[Data taken from a collection]
——
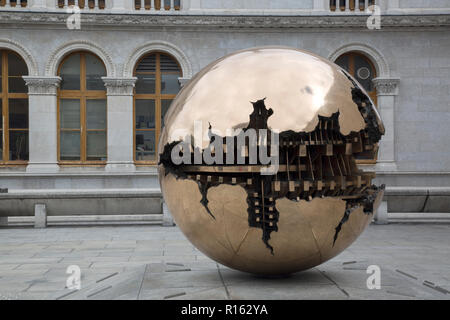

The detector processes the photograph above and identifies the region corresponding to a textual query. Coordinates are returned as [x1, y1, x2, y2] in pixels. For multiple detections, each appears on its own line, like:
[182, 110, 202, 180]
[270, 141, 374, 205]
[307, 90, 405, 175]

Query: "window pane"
[9, 130, 28, 160]
[85, 54, 106, 90]
[86, 99, 106, 129]
[354, 55, 374, 92]
[161, 100, 172, 128]
[136, 54, 156, 72]
[8, 53, 28, 76]
[136, 130, 156, 161]
[87, 131, 106, 161]
[8, 77, 28, 93]
[135, 99, 155, 129]
[59, 99, 80, 129]
[59, 54, 80, 90]
[60, 131, 80, 160]
[135, 74, 156, 93]
[161, 73, 180, 94]
[8, 99, 28, 129]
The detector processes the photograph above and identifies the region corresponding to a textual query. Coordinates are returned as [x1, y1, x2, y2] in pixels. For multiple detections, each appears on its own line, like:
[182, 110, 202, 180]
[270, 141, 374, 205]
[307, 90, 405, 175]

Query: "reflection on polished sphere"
[158, 47, 384, 274]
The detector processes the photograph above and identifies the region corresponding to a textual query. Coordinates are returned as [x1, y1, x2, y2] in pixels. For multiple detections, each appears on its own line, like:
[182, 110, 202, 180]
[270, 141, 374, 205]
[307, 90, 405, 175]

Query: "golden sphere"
[158, 47, 384, 274]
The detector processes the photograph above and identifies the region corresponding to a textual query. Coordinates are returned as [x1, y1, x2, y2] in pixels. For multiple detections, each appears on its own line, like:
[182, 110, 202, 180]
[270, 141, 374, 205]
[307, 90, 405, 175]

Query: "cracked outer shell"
[159, 47, 384, 149]
[158, 47, 384, 274]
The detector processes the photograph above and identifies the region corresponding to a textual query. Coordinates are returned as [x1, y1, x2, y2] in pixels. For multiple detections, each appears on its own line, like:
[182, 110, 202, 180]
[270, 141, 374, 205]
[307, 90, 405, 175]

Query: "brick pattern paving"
[0, 224, 450, 300]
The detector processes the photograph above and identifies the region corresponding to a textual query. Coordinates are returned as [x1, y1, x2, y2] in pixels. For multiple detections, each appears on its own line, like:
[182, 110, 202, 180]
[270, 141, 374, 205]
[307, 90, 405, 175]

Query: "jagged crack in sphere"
[158, 47, 384, 274]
——
• Task brief: Please update every row above by replacing "photograph" with "image" and changing nothing else. Leave the pictures out of your answer.

• Completed exercise:
The detector processes the image above and identifies the region corresponding to a textual query. Coordinates are returned as [x1, y1, x2, y2] in pixels. For multiple detections, each appears on its own line, like:
[182, 110, 202, 180]
[270, 141, 374, 205]
[307, 90, 405, 175]

Query: "window pane"
[9, 130, 28, 160]
[85, 54, 106, 90]
[86, 99, 106, 129]
[354, 55, 374, 92]
[161, 100, 172, 128]
[136, 54, 156, 72]
[8, 53, 28, 76]
[136, 130, 156, 161]
[87, 131, 106, 161]
[8, 77, 28, 93]
[135, 99, 155, 129]
[59, 99, 80, 129]
[59, 54, 80, 90]
[60, 131, 80, 160]
[135, 74, 156, 93]
[161, 73, 180, 94]
[8, 99, 28, 129]
The detector processes the image above and identifies the region corresponding to a textual query. Coordinates are returned as [x1, y1, x2, y2] in pixels. For multiple detections, each appears on its own line, like:
[182, 110, 202, 180]
[270, 141, 374, 205]
[307, 90, 405, 175]

Query: "reflection on polished sphere"
[158, 47, 384, 274]
The detector processes the image above and identifies the region corresponding to a textual query. Coordinates are returned as [x1, y1, x2, y2] in pixels. For multiple detections, each appears on its own line, like:
[182, 110, 202, 180]
[270, 141, 374, 205]
[307, 90, 405, 175]

Query: "golden sphere"
[158, 47, 384, 274]
The detector processes the image above and identifies the region corresponding to a textual query. Coordinates are returned as [x1, y1, x2, y2] in pixels. For multiple detections, each appears on its own line, like:
[182, 110, 202, 180]
[270, 141, 374, 205]
[307, 90, 405, 175]

Query: "cracked outer shell"
[159, 47, 384, 149]
[158, 47, 384, 274]
The detector processes the image above and identifies the region corresponding to a textual query. Coordinates are returned as [x1, y1, x2, y2] in pixels. For multiple detections, each appears on its own line, like:
[182, 110, 202, 180]
[270, 141, 374, 205]
[307, 90, 405, 175]

Query: "brick pattern paving"
[0, 224, 450, 300]
The detector processes the image above and identifies the region corresponding to a textual query. Coordinates are returned as [x1, y1, x2, y2] in pixels. For multiple detections, each appears on its own line, like:
[182, 110, 202, 180]
[270, 141, 374, 205]
[307, 90, 405, 175]

Query: "jagged crack in sphere"
[158, 47, 384, 274]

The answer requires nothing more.